- _Obiettivo_:
Risponda alle seguenti domande sul brano relativo alla legittimazione dell'amministratore di condominio.
(a) Quale numero porta la sentenza della Suprema Corte citata nel brano?
(b) Di che cosa necessita l'amministratore quando la lite esorbita dalle attribuzioni previste per legge?
(c) Quale disposizione del codice civile richiama il brano riguardo al potere / dovere di dare esecuzione alle delibere assembleari?

━━━━━ Brano fornito ━━━━━

29 settembre 2022
Condominio – la legittimazione dell’amministratore a resistere in giudizio e a proporre appello
La sentenza n. 22958 della Suprema Corte, pubblicata in data 22.7.2022 ha puntualizzato alcuni concetti di base in ordine alla legittimazione passiva dell’amministratore e ai rapporti tra quest’ultimo e l’assemblea in ipotesi di impugnazione di delibere assembleari e altri giudizi
Schematicamente:
l’amministratore ha per legge la rappresentanza, anche processuale, del condominio;
se la causa rientra nelle attribuzioni previste per legge in capo all’amministratore, questi può “impegnare” il condominio nel giudizio senza la necessità di un preventivo “passaggio” assembleare;
se invece la lite esorbita da tali attribuzioni, allora l’amministratore ha bisogno dell’autorizzazione dell’assemblea;
l’amministratore ha per legge – il riferimento è all’art. 1130, n. 1), cod. civ. – il potere / dovere di dare esecuzione alle delibere assembleari;
ne viene che egli ha anche, in caso di impugnazione, il potere / dovere di difendere la delibera in giudizio e non ha bisogno di una delibera autorizzativa per esercitare / compiere questo potere / dovere.

━━━━━ Dati estratti ━━━━━

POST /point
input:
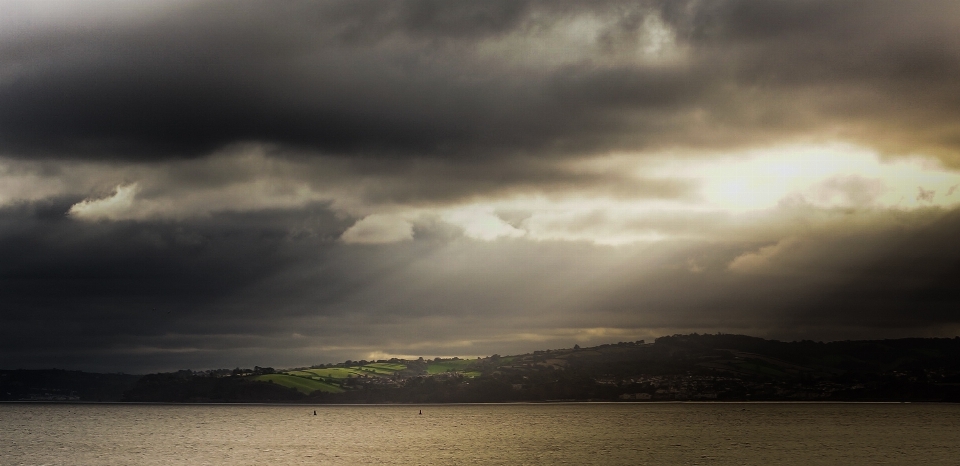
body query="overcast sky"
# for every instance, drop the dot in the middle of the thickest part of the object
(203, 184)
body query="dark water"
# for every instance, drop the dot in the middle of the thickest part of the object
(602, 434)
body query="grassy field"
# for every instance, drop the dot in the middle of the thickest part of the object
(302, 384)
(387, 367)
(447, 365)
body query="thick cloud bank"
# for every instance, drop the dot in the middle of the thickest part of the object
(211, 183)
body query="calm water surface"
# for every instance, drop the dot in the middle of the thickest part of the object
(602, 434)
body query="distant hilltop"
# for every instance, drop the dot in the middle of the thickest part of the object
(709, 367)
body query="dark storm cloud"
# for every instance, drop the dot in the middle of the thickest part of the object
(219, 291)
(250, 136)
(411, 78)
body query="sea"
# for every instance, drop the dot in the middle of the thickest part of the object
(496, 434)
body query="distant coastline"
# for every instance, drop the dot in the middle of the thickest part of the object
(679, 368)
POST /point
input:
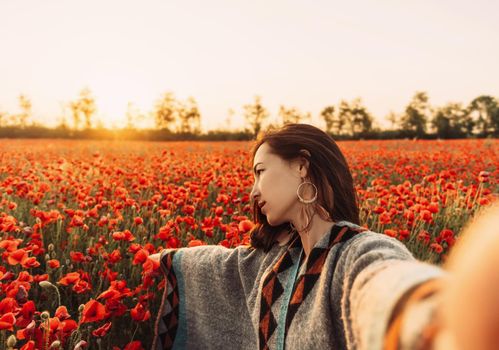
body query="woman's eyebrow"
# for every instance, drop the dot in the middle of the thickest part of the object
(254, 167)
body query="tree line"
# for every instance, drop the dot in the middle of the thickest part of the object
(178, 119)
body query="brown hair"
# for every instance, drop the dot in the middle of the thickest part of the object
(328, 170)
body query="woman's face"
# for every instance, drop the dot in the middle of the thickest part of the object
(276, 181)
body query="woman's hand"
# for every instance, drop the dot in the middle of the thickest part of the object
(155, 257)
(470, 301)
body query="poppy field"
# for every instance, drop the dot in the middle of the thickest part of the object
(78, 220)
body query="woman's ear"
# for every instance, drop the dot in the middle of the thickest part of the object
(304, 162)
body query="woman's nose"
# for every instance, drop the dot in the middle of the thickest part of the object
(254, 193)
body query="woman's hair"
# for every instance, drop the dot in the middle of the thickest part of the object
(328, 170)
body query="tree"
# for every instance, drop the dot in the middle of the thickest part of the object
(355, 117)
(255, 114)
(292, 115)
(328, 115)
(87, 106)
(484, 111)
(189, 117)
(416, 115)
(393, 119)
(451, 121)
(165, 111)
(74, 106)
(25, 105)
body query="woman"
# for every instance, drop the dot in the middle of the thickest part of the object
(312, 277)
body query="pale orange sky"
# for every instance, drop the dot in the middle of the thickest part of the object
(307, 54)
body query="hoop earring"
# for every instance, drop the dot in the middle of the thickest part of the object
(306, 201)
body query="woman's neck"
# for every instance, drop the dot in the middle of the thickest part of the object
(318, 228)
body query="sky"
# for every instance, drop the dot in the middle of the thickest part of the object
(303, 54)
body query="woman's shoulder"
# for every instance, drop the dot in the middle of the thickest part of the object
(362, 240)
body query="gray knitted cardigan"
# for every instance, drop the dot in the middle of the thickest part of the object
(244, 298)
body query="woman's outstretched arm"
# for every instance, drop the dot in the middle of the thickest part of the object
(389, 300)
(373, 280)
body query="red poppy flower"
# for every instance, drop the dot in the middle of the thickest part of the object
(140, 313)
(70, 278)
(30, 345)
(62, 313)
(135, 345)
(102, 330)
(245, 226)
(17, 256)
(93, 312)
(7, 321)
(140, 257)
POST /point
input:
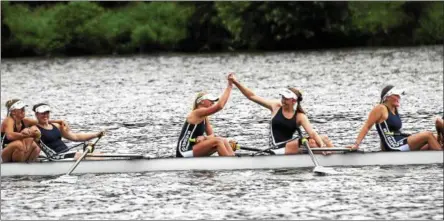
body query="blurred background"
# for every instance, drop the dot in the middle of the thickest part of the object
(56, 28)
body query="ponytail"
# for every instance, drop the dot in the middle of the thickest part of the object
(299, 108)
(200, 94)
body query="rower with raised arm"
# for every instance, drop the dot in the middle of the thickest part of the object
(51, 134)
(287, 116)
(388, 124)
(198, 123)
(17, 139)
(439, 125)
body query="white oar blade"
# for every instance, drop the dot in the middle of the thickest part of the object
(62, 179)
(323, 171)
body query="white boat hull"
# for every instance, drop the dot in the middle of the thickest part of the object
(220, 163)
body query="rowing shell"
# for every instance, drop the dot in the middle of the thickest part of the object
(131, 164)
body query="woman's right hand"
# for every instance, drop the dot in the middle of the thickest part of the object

━━━━━

- _Risposta_:
(a) Il numero 22958.
(b) Dell'autorizzazione dell'assemblea.
(c) L'art. 1130, n. 1), cod. civ.